Every line of the data must be copied exactly.

##### INFORMATION SHOWN

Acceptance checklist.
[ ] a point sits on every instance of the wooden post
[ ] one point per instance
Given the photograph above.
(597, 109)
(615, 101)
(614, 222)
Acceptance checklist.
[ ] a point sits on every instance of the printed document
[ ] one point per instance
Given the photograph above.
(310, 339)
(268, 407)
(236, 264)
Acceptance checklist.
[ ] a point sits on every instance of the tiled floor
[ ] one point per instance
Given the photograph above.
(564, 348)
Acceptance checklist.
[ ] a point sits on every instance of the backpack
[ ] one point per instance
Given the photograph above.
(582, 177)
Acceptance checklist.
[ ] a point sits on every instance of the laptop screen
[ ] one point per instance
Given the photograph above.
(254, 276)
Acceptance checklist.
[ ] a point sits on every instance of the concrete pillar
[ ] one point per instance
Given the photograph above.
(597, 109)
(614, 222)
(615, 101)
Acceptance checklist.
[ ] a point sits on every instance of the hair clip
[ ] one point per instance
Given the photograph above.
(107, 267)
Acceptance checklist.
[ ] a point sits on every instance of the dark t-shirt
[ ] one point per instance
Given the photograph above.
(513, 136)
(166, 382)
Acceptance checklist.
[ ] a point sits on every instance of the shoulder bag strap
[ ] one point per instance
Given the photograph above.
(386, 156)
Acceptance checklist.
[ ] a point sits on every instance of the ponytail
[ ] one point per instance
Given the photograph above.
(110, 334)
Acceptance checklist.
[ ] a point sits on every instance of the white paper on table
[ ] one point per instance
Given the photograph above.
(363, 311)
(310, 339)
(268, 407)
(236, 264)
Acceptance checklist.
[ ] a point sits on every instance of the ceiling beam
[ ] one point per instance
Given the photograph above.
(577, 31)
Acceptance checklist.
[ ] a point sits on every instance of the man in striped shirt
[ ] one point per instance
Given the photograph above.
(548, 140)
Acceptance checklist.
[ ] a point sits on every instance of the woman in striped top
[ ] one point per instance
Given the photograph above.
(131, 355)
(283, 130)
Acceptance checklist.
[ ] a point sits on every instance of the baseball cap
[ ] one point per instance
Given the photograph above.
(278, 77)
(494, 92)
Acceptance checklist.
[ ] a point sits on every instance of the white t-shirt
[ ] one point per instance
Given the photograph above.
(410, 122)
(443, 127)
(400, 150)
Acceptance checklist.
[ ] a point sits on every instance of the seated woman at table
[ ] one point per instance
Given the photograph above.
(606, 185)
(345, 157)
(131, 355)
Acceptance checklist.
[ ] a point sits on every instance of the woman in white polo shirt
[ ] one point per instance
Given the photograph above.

##########

▶ **SOLUTION FOR THIS PROBLEM**
Acceptance checklist.
[ ] a point sits on every instance of the wooden post
[ ] one point per instance
Given the photograph above.
(597, 109)
(615, 101)
(614, 222)
Acceptance checklist.
[ ] a point sits on every instance of the printed document
[ ] one point per instance
Given the photograph above.
(310, 339)
(268, 407)
(236, 264)
Acceptance checklist.
[ ] a point sits on every instance of the tiled floor
[ ] one point per instance
Given the photograph above.
(564, 348)
Acceptance checklist.
[ ] a point sits on every instance of the backpack
[ ] one point per instance
Given the photograph above.
(582, 177)
Acceptance checklist.
[ ] a point sits on every instance of the laptop screen
[ ] one point per instance
Given the photograph above.
(254, 276)
Acceptance checklist.
[ ] a point sits on every instance of the concrete pillar
[ ] one point per instance
Given the photograph above.
(597, 109)
(614, 222)
(615, 101)
Acceptance checklist.
[ ] a point sits on every instance of the hair clip
[ ] one point per instance
Given the photograph above.
(107, 267)
Acceptance checklist.
[ ] a point sits on every instance of the dark t-shirt
[ ] one point per instance
Given the photograph above.
(513, 136)
(166, 382)
Acceptance checklist.
[ ] a point sits on every instance of the shoulder bag strap
[ ] one point per instance
Given the photograph above.
(386, 156)
Acceptance checklist.
[ ] a point sits on every instance of the ponytail
[ ] one point per instance
Given the photograph above.
(110, 334)
Acceptance checklist.
[ ] a point sits on every instance of the white paper on table
[ ] one point per instance
Given the photograph above.
(363, 311)
(310, 339)
(268, 407)
(236, 264)
Acceptance checklist.
[ ] a point sits on every instance of the ceiling beam
[ ] one point per instance
Given the photograph above.
(577, 31)
Acceptance checklist.
[ ] a point sits on every instance of the man in striped shirt
[ ] one point per instance
Given the photograph above.
(548, 140)
Acceptance checklist.
[ ] a point sits on every instance of the woman in striped top
[ ] one point per instance
Given the photograph above.
(131, 355)
(283, 130)
Acceptance checklist.
[ ] a point sits on every instance of the baseball cap
[ ] one point per instance
Given the photograph above.
(278, 77)
(494, 92)
Acceptance checklist.
[ ] a point sits on every instance of the white t-shirt
[ ] one point per instance
Given the photograph above.
(410, 122)
(443, 127)
(400, 150)
Acceptance checklist.
[ ] a point sits on every instance of the seated woman at table
[ ] one point per instance
Given the photograph above.
(606, 185)
(345, 157)
(131, 355)
Acceptance checklist.
[ ] a point sits on every instance of the woman in white polo shirt
[ ] one point per instance
Given the photograph above.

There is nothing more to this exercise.